WORK TO BE COMPLETED:
Please copy all of the lines below, replacing "Could you point out" with "Can you mark" every time it occurs and leaving everything else unchanged.

DATA SUPPLIED:
____

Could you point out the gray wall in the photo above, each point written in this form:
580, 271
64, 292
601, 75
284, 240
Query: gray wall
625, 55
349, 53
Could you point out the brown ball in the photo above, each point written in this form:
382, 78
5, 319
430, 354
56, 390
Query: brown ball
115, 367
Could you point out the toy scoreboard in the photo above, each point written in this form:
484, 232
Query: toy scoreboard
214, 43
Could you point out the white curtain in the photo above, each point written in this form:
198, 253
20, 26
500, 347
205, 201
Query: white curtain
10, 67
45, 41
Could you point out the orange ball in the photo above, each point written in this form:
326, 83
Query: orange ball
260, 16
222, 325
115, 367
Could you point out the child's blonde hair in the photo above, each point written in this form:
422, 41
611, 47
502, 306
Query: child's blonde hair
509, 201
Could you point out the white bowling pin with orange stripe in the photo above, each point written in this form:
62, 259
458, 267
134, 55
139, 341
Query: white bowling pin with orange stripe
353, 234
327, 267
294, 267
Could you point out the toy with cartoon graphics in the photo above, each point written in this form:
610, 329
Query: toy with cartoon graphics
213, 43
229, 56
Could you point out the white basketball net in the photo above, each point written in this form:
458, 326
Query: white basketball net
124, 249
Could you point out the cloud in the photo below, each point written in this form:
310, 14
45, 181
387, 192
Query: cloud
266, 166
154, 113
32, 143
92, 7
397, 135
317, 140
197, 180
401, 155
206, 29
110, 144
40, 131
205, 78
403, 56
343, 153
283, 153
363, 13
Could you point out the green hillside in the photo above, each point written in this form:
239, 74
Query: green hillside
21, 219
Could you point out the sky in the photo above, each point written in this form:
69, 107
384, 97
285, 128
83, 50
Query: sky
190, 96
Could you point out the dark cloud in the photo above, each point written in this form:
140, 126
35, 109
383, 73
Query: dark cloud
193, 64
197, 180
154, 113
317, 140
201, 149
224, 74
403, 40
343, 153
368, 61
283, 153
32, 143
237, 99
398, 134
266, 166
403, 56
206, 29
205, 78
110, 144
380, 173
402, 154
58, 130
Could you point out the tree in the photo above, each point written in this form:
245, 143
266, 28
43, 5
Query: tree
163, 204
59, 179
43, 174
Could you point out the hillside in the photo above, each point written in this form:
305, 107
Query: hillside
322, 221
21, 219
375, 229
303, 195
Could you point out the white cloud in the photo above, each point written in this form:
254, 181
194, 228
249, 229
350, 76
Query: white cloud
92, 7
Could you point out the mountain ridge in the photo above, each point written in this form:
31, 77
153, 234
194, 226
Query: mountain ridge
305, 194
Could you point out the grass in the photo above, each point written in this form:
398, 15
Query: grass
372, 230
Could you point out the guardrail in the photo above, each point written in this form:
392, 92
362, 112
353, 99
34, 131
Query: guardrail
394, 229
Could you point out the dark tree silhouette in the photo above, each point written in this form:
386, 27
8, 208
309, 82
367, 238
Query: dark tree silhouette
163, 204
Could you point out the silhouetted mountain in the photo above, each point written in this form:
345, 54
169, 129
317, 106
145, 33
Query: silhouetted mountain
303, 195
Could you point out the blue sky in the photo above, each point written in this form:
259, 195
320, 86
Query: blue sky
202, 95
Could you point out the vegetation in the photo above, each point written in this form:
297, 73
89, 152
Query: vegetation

____

EXERCISE OUTPUT:
Can you mark the gray wall in the photo above, each point written in this form:
580, 271
64, 292
601, 75
284, 240
Query: gray wall
625, 55
349, 53
Can you mark the brown ball in the photo above, each point written in this form:
382, 78
5, 319
430, 354
56, 390
Query: brown ball
115, 367
Can you mark the toy scoreboard in the photo above, each point written in this form:
484, 232
Query: toy scoreboard
214, 43
Can you mark the white curtain in the photo above, each point written in this form:
198, 253
20, 26
500, 347
205, 201
Query: white curtain
10, 67
45, 41
Can you mark the orange ball in the photo above, each point written in this form:
326, 83
Query: orange ball
260, 16
222, 325
115, 367
Can you mark the child's blonde hair in the photo above, each point written in this form:
422, 41
611, 47
502, 306
Query: child's blonde hair
509, 201
Can you mark the white bowling pin with orange stripe in the photo above, each point written in this form:
62, 259
458, 267
134, 55
139, 341
Query: white bowling pin with orange stripe
353, 234
327, 267
294, 267
Can you mark the toy with cartoon graphics in the photo above, each point written in this form:
610, 329
Query: toy with cartoon graphics
213, 43
229, 56
Can you mark the white basketball net in the photo above, each point written in this form:
458, 326
Query: white basketball net
124, 249
Can you mark the cloud in the photo below, each point written in this form:
310, 14
45, 181
387, 192
Query: cloud
266, 166
154, 113
32, 143
92, 7
397, 135
317, 140
197, 180
401, 155
206, 29
110, 144
40, 131
205, 78
403, 56
343, 153
283, 153
363, 13
Can you mark the green hillside in the photo above, each point written in this form:
239, 74
Query: green hillside
21, 219
Can you mark the sky in the photo above, each point written in this form:
69, 107
384, 97
285, 128
83, 50
Query: sky
190, 96
Can you mark the dark cloud in the photo above, each point written in this form:
140, 126
35, 109
383, 73
Query: dark cloud
193, 64
197, 180
154, 113
317, 140
201, 149
224, 74
403, 40
343, 153
368, 61
283, 153
32, 143
237, 99
398, 134
266, 166
403, 56
206, 29
205, 78
110, 144
380, 173
402, 154
58, 130
Can you mark the tree in the photo above, each point written in this form:
245, 143
266, 28
43, 5
Query: tree
163, 204
59, 179
43, 174
Can you mark the hillside in the photo above, each point written in this form:
305, 107
Query: hillside
322, 221
21, 219
375, 229
303, 195
Can you mark the white cloud in the photo above, each point written in this form:
254, 181
194, 228
249, 229
350, 76
Query: white cloud
92, 7
Can you mark the mountain ridge in the photo above, each point written in this form:
31, 77
153, 234
194, 226
Query: mountain ridge
305, 194
Can you mark the grass in the photo above, each point written in this form:
398, 15
Query: grass
372, 230
Can you mark the guardrail in the photo above, each point written in this form:
392, 92
362, 112
353, 99
34, 131
Query: guardrail
394, 229
Can you mark the dark tree silhouette in the photo above, each point written in this form:
386, 27
8, 208
309, 82
367, 238
Query: dark tree silhouette
163, 204
Can you mark the silhouetted mountain in the photo above, each point written in this form:
345, 54
169, 129
317, 106
145, 33
Query: silhouetted mountain
303, 195
Can you mark the blue sky in the photo above, each point written in this form:
259, 195
320, 86
Query: blue sky
202, 95
Can you mark the vegetation in the photo above, each point written in this form:
297, 73
89, 152
Query: vegetation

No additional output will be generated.